• _Recorded information_
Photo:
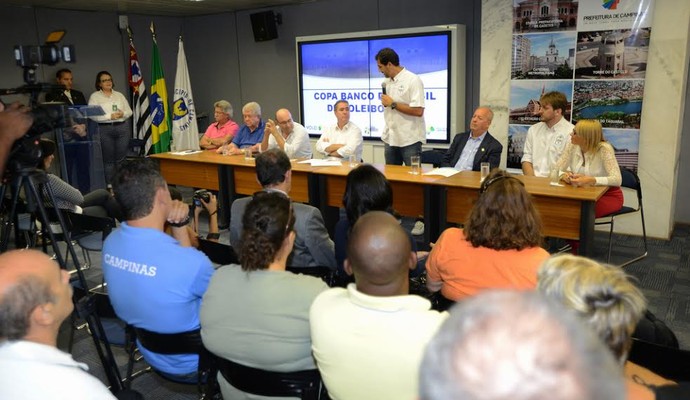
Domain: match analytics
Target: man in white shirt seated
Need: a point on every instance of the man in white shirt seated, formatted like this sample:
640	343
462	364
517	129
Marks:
343	139
470	149
287	135
35	298
546	139
368	339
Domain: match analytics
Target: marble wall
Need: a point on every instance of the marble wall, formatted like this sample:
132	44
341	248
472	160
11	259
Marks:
662	113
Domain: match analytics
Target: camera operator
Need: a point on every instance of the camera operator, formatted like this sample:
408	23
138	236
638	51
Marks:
15	121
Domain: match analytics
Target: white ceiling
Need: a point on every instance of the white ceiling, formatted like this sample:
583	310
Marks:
174	8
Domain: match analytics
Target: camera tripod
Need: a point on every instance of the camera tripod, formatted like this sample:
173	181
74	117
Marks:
33	179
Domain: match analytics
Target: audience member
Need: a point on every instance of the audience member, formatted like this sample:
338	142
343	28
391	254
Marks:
250	135
313	247
155	281
590	160
287	135
610	304
498	248
546	140
75	135
15	121
344	138
368	339
113	127
470	149
519	346
403	99
366	189
35	298
99	203
221	131
257	314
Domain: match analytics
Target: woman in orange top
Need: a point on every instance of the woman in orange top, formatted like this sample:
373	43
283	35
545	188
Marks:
499	247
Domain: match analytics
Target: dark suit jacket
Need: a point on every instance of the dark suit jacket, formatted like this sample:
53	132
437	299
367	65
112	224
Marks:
313	247
489	151
78	98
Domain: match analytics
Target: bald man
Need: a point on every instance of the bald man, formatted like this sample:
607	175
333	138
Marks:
35	297
368	339
287	135
517	345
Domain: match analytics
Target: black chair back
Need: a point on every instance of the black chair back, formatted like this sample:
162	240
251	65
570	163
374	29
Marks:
670	363
305	384
324	273
218	253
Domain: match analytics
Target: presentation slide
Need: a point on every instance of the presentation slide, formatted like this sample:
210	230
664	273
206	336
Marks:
346	69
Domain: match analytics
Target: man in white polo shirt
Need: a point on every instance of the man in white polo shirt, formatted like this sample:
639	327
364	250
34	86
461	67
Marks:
547	139
403	99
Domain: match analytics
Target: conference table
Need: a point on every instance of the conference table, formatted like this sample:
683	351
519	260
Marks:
566	211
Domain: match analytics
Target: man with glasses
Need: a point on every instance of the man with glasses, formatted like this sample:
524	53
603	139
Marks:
546	139
287	135
313	247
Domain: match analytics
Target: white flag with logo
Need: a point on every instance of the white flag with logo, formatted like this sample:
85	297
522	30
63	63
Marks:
185	129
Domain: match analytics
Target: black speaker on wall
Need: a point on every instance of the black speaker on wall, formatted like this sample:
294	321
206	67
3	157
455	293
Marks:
264	26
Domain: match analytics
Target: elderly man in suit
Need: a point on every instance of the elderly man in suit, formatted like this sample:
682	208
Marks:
75	137
313	247
470	149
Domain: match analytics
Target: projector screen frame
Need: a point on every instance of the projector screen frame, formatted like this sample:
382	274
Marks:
455	104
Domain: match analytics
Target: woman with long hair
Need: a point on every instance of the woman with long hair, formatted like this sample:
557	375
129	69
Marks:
257	314
605	298
590	160
99	203
113	127
499	246
366	189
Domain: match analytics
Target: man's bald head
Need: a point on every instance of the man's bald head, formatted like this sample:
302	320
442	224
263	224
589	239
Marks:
30	279
379	255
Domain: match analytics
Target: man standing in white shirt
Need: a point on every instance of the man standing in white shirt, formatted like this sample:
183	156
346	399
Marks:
343	139
287	135
35	298
403	99
547	139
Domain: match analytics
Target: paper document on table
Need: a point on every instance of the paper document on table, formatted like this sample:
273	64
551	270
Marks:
445	171
185	152
315	162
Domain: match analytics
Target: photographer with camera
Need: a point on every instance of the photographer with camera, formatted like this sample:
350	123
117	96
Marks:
15	121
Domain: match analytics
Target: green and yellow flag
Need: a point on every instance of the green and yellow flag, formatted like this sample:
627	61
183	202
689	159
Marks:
160	112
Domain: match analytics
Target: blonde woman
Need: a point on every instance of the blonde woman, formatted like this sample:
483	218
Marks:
604	297
590	160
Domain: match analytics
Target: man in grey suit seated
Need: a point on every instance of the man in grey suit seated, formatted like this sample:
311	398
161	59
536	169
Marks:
470	149
313	247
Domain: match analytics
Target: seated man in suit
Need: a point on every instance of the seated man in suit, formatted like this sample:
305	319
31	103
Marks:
368	339
313	247
471	148
286	134
35	298
250	134
155	281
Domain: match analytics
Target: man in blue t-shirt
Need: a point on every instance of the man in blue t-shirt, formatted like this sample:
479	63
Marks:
155	280
250	134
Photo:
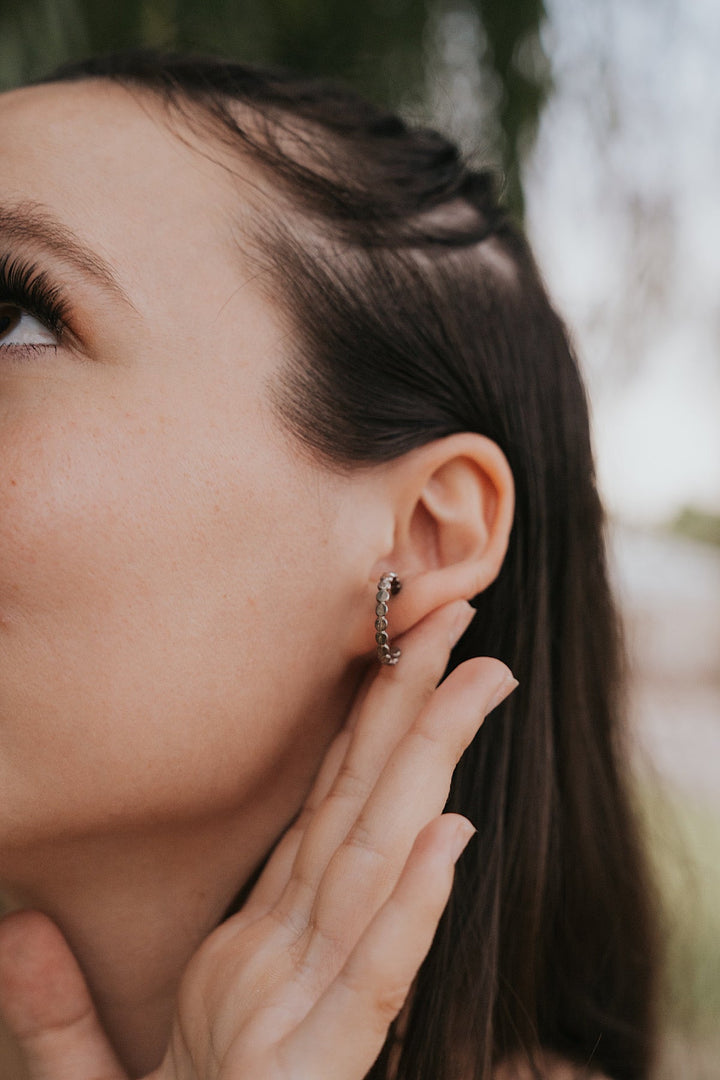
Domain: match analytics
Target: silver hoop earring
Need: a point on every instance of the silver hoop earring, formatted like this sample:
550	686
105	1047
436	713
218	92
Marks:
388	585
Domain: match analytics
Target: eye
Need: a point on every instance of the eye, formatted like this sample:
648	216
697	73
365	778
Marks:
22	328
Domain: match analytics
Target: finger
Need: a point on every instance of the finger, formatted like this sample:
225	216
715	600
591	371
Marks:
411	791
276	873
370	989
46	1006
393	700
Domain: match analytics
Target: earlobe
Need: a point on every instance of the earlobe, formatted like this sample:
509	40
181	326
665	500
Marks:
454	502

• _What is required_
Give the data above again in full and unchanged, skipping the pictures.

• _Task output_
Photo:
Domain: match analytics
Target: man in white shirt seated
Need: a point on every instance of the man in white shirt seated, formatted like this sample:
640	343
462	364
517	129
Marks:
343	139
470	149
287	135
35	298
546	139
368	339
Domain: match analytics
Target: marble wall
Need: a point on every instance of the marble wall, formatted like this sample:
132	44
341	248
472	160
11	259
Marks:
662	113
Domain: match analytics
Target: camera operator
Need: a point on every instance of the camera operator, formatted like this sample:
408	23
138	236
638	51
Marks:
15	121
Domain: match analytics
Target: white ceiling
Need: a point on every instance of the white ceiling, formatted like this sample:
583	310
Marks:
174	8
Domain: match analytics
Target: camera tripod
Need: a point on every instance of the camera tripod, formatted like this sample:
173	181
74	117
Marks:
33	179
Domain: match analytics
Target: audience member
Need: a point on every instance of the audience member, formatted like this sample:
338	142
343	28
391	254
Marks:
250	135
313	247
155	281
590	160
287	135
610	304
498	248
546	140
75	135
15	121
344	138
368	339
113	127
470	149
519	346
403	99
366	189
35	298
99	203
221	131
257	314
Domain: match analytics
Target: woman in orange top
Need: a point on every instance of the woman in orange top, formatted like this sample:
373	43
283	35
545	188
Marks:
499	247
Domain: match analytics
Target: dark suit jacket
Need: a point on every instance of the dark suit jacket, formatted like this sample:
53	132
437	299
367	65
112	224
Marks:
313	247
489	151
78	98
Domain: match analytics
Target: bald man
Need: a point on every instance of the bald man, formatted like this sample:
607	175
333	138
Marks:
35	297
368	339
287	135
517	345
Domain: match analytics
Target: black chair back
Need: a point on every instance of the black chair back, formatted like this sample:
162	240
251	65
570	163
374	29
Marks:
670	363
305	384
324	273
218	253
Domain: match analytics
Target: presentation slide
Need: a point on every instance of the presentation slide, formatted like this sample:
210	230
664	273
206	336
Marks:
346	69
Domain: match analytics
Target: man in white polo shirt
Need: a point on every instance of the man in white polo shirt, formatted like this sample:
639	327
364	250
34	86
461	67
Marks:
547	139
403	99
Domain: match analytics
Target: conference table
Need: a point on every instance of the conference table, formatted like this sample:
683	351
519	260
Marks:
566	211
Domain: match analytics
Target: man with glasses
Need: a point on every instance of the man with glasses, formatted like this sample:
524	53
603	139
Marks:
546	139
287	135
313	247
Domain: match analytics
Target: white flag with logo
Need: a point on every instance of the white flag with logo, formatted like this sample:
85	297
522	30
63	63
Marks:
185	129
Domain: match analytics
Target: black speaker on wall
Need: a point on every instance of the black speaker on wall, formatted like this sample:
294	321
206	67
3	157
455	293
Marks:
264	26
Domain: match analytics
Target: elderly man in suit
Need: a point on every instance of the elderly man in suit, formatted like this sample:
682	208
Marks:
75	137
313	247
470	149
Domain: match analytics
Target: projector screen frame
Need: a point on every instance of the projector screen frame, formatted like this sample:
382	274
Marks:
455	104
Domain: match analytics
Target: woman with long hair
Need: a point on every instance of the woman with long hair, formatted like this sample:
557	375
129	69
Marks:
257	314
605	298
590	160
99	203
113	127
499	246
366	189
Domain: match analytics
Target: man's bald head
Need: a point on every instance of the man's bald head, formatted like this sample:
302	320
442	224
263	224
589	239
Marks:
30	279
379	255
Domain: match analytics
Target: man standing in white shirt
Need: a point on every instance of the man standing in white shirt, formatted like this sample:
183	156
346	399
Marks:
343	139
287	135
35	298
403	99
547	139
Domain: match analytics
Target: paper document on table
Need: a point on every instance of the paper document on table, formatted like this sample:
273	64
551	270
Marks:
445	171
185	152
315	162
Domain: match analytics
Target: photographer with camera
Need: a point on every instance of the photographer with camera, formatted like this sample:
350	123
117	96
Marks:
15	121
Domain: match analytics
Target: green and yellow flag
Need: a point on every instance of the green and yellow flag, formatted like this sample:
627	61
183	202
689	159
Marks:
160	112
Domain: match analytics
Target: blonde woman
Need: a point on every instance of the blonde woman, formatted like this sample:
483	218
Marks:
604	297
590	160
Domain: match analytics
Target: man in grey suit seated
Need: a point on every instance of the man in grey suit seated, formatted like this sample:
311	398
161	59
536	169
Marks:
470	149
313	247
Domain: match analytics
Target: seated man in suit
Need: a point on every instance of the seated man in suit, formatted like this sample:
305	319
31	103
Marks:
368	339
313	247
471	148
286	134
35	298
250	134
155	281
Domain: match analytics
Target: man in blue t-shirt
Need: a point on every instance of the man in blue t-shirt, formatted like this sample:
479	63
Marks:
155	280
250	134
Photo:
Domain: match analytics
Target: silver hoop earring
Need: a point on every instance of the silver hoop earring, formatted like this sample:
550	686
105	1047
436	713
218	92
Marks:
388	585
Domain: match analytics
Target: eye
Need: a point on every instance of the eye, formatted like this sample:
648	216
697	73
365	778
Marks:
22	328
Domain: match analytics
Target: finger
Need: a point on every instance of the finger, formatted like this sample:
225	216
715	600
591	371
Marks:
411	791
276	873
370	989
46	1006
393	700
Domain: match analytics
Target: earlobe
Need: a point on every instance of the earlobe, formatted like this sample:
509	40
181	326
665	500
Marks:
454	502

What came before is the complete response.